**PROMPT A:** In the account of Namirya's illness, rewrite the paragraph beginning "The next morning" more briefly while keeping its main facts.
**PROMPT B:** Extend the account of Namirya's illness, starting after its final sentence.

**DOCUMENT SECTION:**
------------------------

I’ve decided to set my pride aside & reach out for help. The past few months I’ve been in a tornado of things & in the end the worst part, the passing of my daughter Namirya.

I would like to explain the last few months so that you could understand just a little bit of Mine & Namiryas story......

My pregnancy wasn’t what I’ve experienced before. I was so ill I could barely get out of bed. Not being able to work was adding to the stress and the whole pandemic & being terrified to get Covid only stressed me even more. 

Namirya was born at only 28 weeks, on November 18th at 5:45pm.

I went in for an ultra sound & it showed she was filing up with fluid & was in full congestive heart failure. I was then taken to labor & delivery where I needed to have an emergency c-section.

The next morning.. Namirya was transported by helicopter to Loma Linda University where she would get the help she needed to fight something called “Hydrops”.  Hydrops caused her body to retain fluid beneath her skin. Her poor little face was so swollen she could barely open her eyes. Her lungs were filling with fluid, her little heart was surrounded by fluid as well causing too much pressure & her little body was under distress. 

I was finally released & I couldn’t wait 2 visit my sweet, sweet Namirya!

Each visit with Namirya was short & hard. With Covid the visit schedule was weird & you couldn’t stay during or after shift changes! I just remember never wanting 2 leave &wanting to take her home & just cuddle her so she could get better in my arms, laying on her Mamas chest!

December 7th after 4 ER visits I was scheduled to have a D& C done because there was retained product of pregnancy in my uterus causing my body to contract & hemorrhage. I was being prepped for surgery & Loma Linda called to tell me my daughters blood pressure was dropping and they were worried she wasn’t going to make it. I could barely breathe & was crying & panicking.... I was terrified that Namirya was not going be ok when I came out of surgery!

------------------------

**DATA SECTION:**
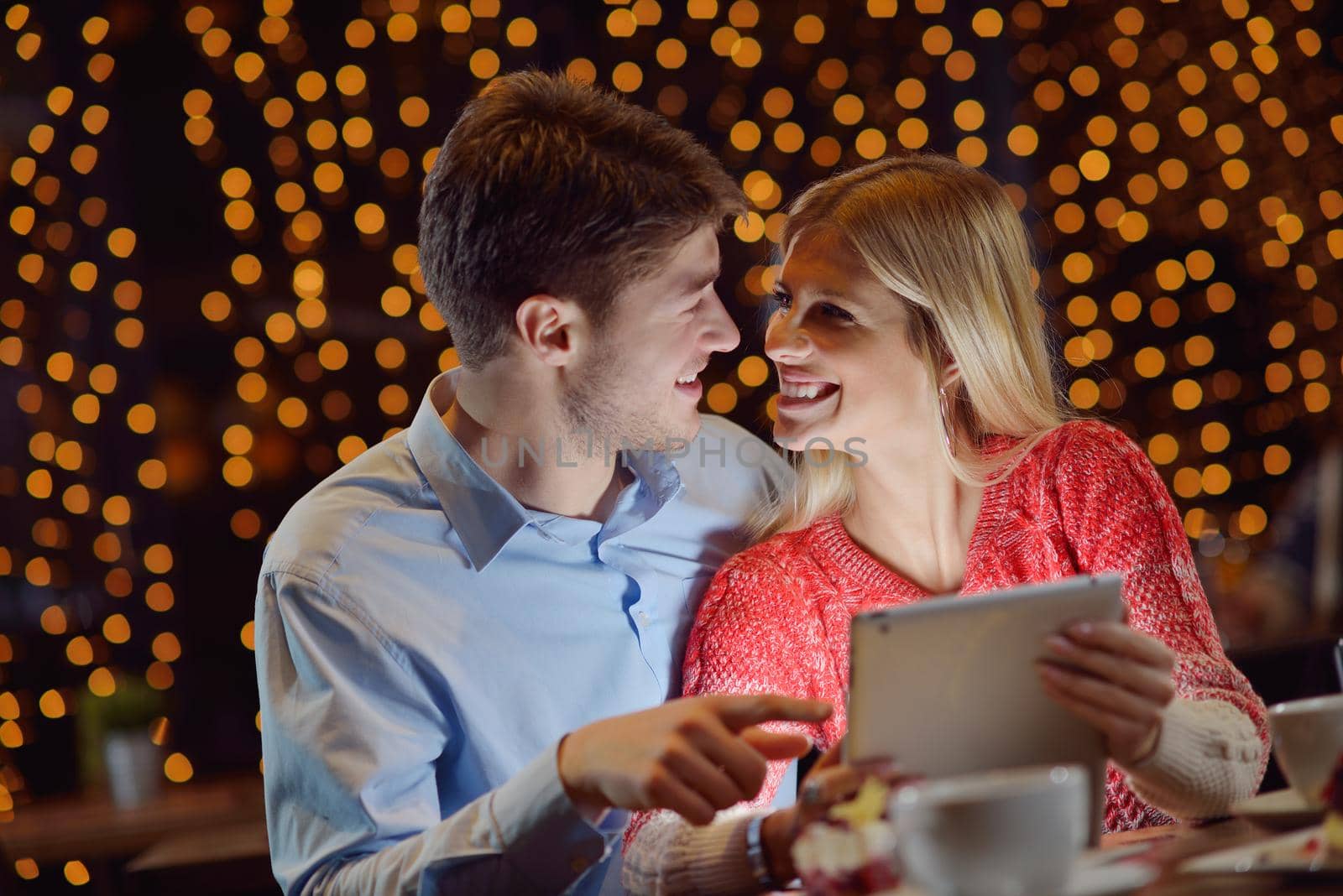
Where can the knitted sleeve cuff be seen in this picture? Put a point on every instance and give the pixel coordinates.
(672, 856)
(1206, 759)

------------------------

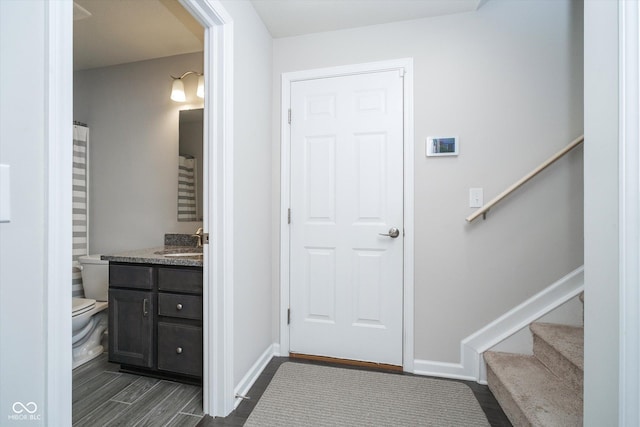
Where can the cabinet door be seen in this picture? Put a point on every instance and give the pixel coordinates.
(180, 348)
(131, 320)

------------------------

**REPLY A:** The morning after her birth, Namirya was flown by helicopter to Loma Linda University for treatment of hydrops, which made her body retain fluid beneath her skin. Her face was so swollen she could barely open her eyes. Fluid was filling her lungs and surrounding her heart, causing too much pressure, and her body was in distress.

**REPLY B:**
When I woke up from surgery all I wanted to know was if she was ok! Finally I was able to call & was reassured she was doing a little better & was on new meds to help her blood pressure stabilize. 
During my procedure I needed 2 blood transfusions and I still  felt horrible. The hospital was trying to send me home & even though I wanted to run out of there & see my sweet girl I knew something just was not right! Got another blood transfusion along with plasma &..After finally coming home I then started having “symptoms of Covid”, but at that time didn’t even realize that is what it was.  

The morning of  December 29th  Loma Linda called me & said Namirya crashed & was barely holding on & that I needed to get there quickly to say our goodbyes! My sweet sunshine girl was losing her battle! My entire world came tumbling down.  

My poor little girl at just 1 month old passed away in my arms at 7pm just a few days after Christmas! I will never ever forget this day! To see her struggle to breathe.. & be so helpless is the worst feeling a mother can have! I begged, pleaded & apologized to her for not being able to help her or save her.

My heart is broken! 

The last few months have taken a mental toll on me and my children. I know we are all in binds & struggling with this pandemic, but I’m asking if anyone can help my family I would so greatly appreciate it.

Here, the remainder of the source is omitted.